■ SUPPLIED TEXT:

JEEZ.... okay, we'll try it "your" way...:doh:

*10* cfls  @ 1600 L. ea.= 16,000 consuming 230 watts of energy.
*1...* 250 watt hps *28,500* LUMENS.._almost twice the BANG for the buck_... :confused2: 
a single *150 watt* hps is about equal to your *230 watts* of cfls. 
16,000 L. 
cfl's are in no way, shape or form, "superior" too hps. It is proven time and time again.
  I am NOT dissing cfl growers, or their results, nor 'convert' anyone. I have seen some pretty fine results from some of you. 
But facts are facts. cfls are more expensive to operate, produce more heat, *"watt per watt, lumen per lumen* than hps.



> I think this involves "physics". I'm NOT well versed in the subject, BUT... this is how "I" understand it..
> If you have two bulbs, consuming identical amounts of energy(watts), and one is producing 10,000 lumens, and the other is producing 5,000 Lumen. The one producing 5,000 will emit "more" heat.
> Why?.. only half as much of the energy consumed, is being transformed into light, the other half "must" be transformed/emitted as heat. Is there some factor that I am not considering?.. energy consumed/work performed=efficiency ??
> The way that "I" see it, 400 watts of "in"-efficient lighting is going to be harder to cool, than 400 watts of "efficient" lighting.
> "IMO" you are going about the problem in reverse anyway. You need to calculate he amount of light needed/required to sufficiently light your space, and deal with that. Rather than try to control temperature by reducing your light.. "JMO"...
> 400 watt hps=50,000 L
> 150 watt flo=12,000 L (x3=36,000 L and consuming "more" energy)
> If those extra 50 watts of energy are not being transformed into light, what is it being transformed into?



and if this thinking, theory is flawed (which it COULD be) I would be interested in hearing how. 
Like I said, I am not well versed/educated in 'physics' :confused2:..


----------



## slowmo77

as a former CFL grower i've gotta say a few things here.

 my first grow space was 2x2x4 and i had something like 14 cfl's 8 23watt and 6 were 42 watts. with that many lights i had heat issues but could get the lights very close to the plants.. i had nearly 100 bucks in lights and grew decent buds with them.

 then i found these 150w HPS vapor tight lights.  wow, they were like 20bucks each. they came with a sealed glass case around the bulb. those two lights replaced those cfls and i can place them right ontop of my plants as long as the plant don't touch the glass they're fine. i didn't have half the heat to deal with or the cords from all the light.

 so it has been my experiance that lumen for lumen you can't beat an hps with a cfl. you can try but in the end as far as cost and power the hps will come out on top. im not saying you can't grow nice stuff with cfls because i grew some nice bud. these are just my thoughts


----------



## Hick

thanks slomo'.. you, the chef, and sixx were the cfl growers that came to mind.
 Again, I'm not dissing anyone or their method of growing. If "you're happy", if it's "working for you"... GO WITH IT.
  I just want to clarify, and keep the record straight, as far as the efficiency, costs, ect.

■ GIVEN INFORMATION:
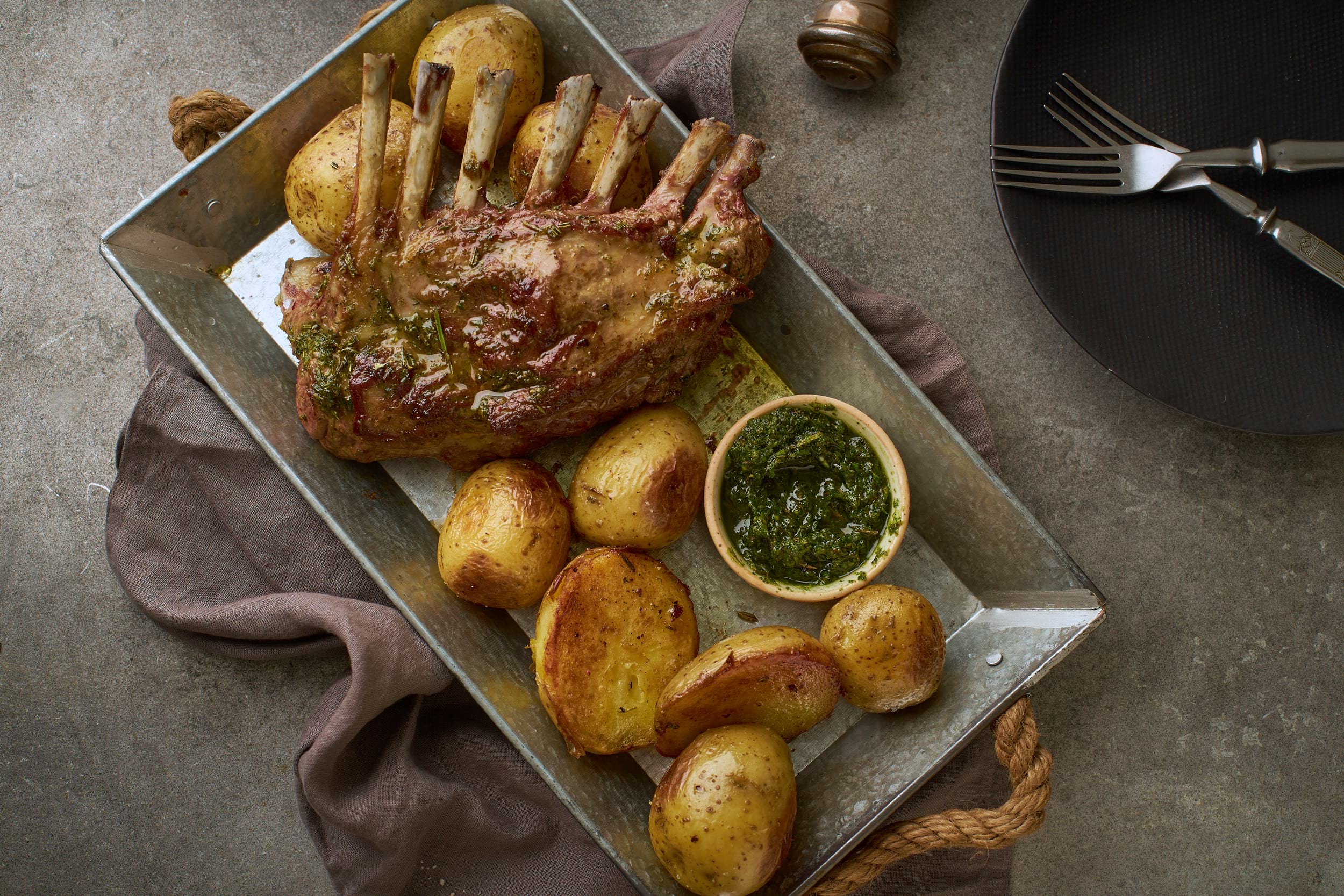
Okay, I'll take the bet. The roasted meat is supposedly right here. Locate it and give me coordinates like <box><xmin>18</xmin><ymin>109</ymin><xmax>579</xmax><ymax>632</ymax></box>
<box><xmin>281</xmin><ymin>55</ymin><xmax>770</xmax><ymax>469</ymax></box>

■ EXERCISE OBJECTIVE:
Write out the part of the grow-light thread that begins at the words "## slowmo77" and stops after "all the light.".

■ SOLUTION TO THE PROBLEM:
## slowmo77

as a former CFL grower i've gotta say a few things here.

 my first grow space was 2x2x4 and i had something like 14 cfl's 8 23watt and 6 were 42 watts. with that many lights i had heat issues but could get the lights very close to the plants.. i had nearly 100 bucks in lights and grew decent buds with them.

 then i found these 150w HPS vapor tight lights.  wow, they were like 20bucks each. they came with a sealed glass case around the bulb. those two lights replaced those cfls and i can place them right ontop of my plants as long as the plant don't touch the glass they're fine. i didn't have half the heat to deal with or the cords from all the light.